● Instructions to follow
Reproduce every entry exactly.

● Entries supplied

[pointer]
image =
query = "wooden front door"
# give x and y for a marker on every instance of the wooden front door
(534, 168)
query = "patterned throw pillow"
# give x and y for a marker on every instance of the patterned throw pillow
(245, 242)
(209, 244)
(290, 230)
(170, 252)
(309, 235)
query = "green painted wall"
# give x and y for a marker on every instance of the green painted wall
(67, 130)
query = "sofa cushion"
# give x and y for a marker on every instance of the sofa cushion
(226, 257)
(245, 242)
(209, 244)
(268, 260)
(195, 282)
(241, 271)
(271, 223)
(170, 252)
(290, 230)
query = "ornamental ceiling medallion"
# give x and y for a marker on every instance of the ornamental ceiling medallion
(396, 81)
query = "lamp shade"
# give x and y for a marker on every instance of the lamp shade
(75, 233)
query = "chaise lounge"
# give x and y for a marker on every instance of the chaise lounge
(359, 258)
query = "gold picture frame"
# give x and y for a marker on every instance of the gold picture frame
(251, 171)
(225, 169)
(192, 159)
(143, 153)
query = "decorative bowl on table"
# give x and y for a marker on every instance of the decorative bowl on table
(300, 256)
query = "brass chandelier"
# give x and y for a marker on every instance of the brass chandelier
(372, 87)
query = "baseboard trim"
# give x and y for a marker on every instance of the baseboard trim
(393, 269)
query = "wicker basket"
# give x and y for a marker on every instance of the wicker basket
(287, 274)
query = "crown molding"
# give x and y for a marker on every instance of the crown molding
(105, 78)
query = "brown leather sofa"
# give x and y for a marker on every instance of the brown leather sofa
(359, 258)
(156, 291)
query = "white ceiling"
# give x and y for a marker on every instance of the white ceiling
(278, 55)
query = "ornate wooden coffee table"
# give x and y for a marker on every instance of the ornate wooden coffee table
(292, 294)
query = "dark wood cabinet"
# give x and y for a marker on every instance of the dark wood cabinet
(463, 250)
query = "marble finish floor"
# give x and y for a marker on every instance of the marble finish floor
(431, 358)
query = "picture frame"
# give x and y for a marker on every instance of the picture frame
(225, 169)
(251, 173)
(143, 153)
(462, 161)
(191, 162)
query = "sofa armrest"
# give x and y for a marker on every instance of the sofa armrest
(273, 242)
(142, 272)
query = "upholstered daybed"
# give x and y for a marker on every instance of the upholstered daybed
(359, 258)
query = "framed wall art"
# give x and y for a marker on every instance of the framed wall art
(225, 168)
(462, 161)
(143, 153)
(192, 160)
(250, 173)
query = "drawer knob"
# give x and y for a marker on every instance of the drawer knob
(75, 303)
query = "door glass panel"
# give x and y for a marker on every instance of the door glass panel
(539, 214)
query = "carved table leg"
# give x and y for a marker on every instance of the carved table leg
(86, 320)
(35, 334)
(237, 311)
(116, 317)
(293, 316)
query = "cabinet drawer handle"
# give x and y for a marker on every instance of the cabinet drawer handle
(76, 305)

● Response to the task
[pointer]
image =
query = "wooden front door"
# give x and y for a marker on every instance of the wooden front door
(534, 168)
query = "patterned throw pillow"
# give x and y for a marker on every instance of the patterned throw pillow
(245, 242)
(209, 244)
(290, 230)
(170, 252)
(309, 235)
query = "green painted wall"
# give x and y for a marker on every instance of the green painted wall
(67, 130)
query = "sofa cushion"
# give x and y for a marker on every instance of the sofa cushion
(226, 257)
(245, 242)
(209, 244)
(268, 260)
(195, 282)
(241, 271)
(271, 223)
(170, 252)
(290, 230)
query = "ornamental ceiling medallion"
# give x and y for a marker on every instance of the ornamental ceiling medallion
(396, 81)
query = "lamp shade"
# give x and y for a marker on every instance of the lamp shade
(75, 233)
query = "chaise lounge"
# give x and y for a marker on every instance of the chaise lounge
(359, 258)
query = "gold picture frame"
# give x and y for a marker on every instance of the gold picture frame
(251, 171)
(225, 169)
(192, 159)
(143, 153)
query = "decorative bowl on table"
# give x and y for a marker on every instance of the decorative bowl on table
(300, 256)
query = "brass chandelier"
# give x and y for a marker on every instance of the brass chandelier
(372, 87)
query = "baseboard trim"
# give x and y for a marker on every instance of the baseboard trim
(393, 269)
query = "wicker basket"
# give x and y for a marker on every instance of the wicker basket
(287, 274)
query = "crown molding"
# give x and y for a marker on every instance of the crown molding
(105, 78)
query = "brown leather sofa"
# give x and y for a marker on every instance of the brown leather sofa
(359, 258)
(156, 291)
query = "white ceiling"
# give x and y for a marker on every instance of the white ceiling
(278, 55)
query = "ornate wooden coffee table"
# give x and y for a marker on every instance of the ornate wooden coffee table
(292, 294)
query = "dark wood cabinet"
# give x and y for a marker on every instance of the dark wood cabinet
(463, 250)
query = "marble finish floor"
# give x and y for a marker on every instance of the marble finish floor
(431, 358)
query = "picture frame"
# give x and y for a marker on every instance of the picture frame
(225, 169)
(251, 173)
(143, 153)
(462, 161)
(191, 162)
query = "sofa armrest"
# give x and y for a marker on every instance of the sofa armrest
(273, 242)
(142, 272)
query = "upholstered daybed"
# give x and y for a marker on every instance of the upholstered daybed
(359, 258)
query = "framed wall art"
# give x and y for a marker on every instance of the framed wall art
(225, 168)
(462, 161)
(143, 153)
(192, 160)
(250, 173)
query = "drawer knob"
# give x and y for a marker on every instance of the drawer knob
(75, 303)
query = "door glass panel"
# give x and y for a marker on every instance of the door glass panel
(539, 214)
query = "carved table leg"
# give x and y for a marker on every instance of the carved table leg
(86, 320)
(35, 334)
(237, 311)
(116, 317)
(293, 316)
query = "cabinet drawer handle"
# give x and y for a marker on every instance of the cabinet drawer handle
(76, 305)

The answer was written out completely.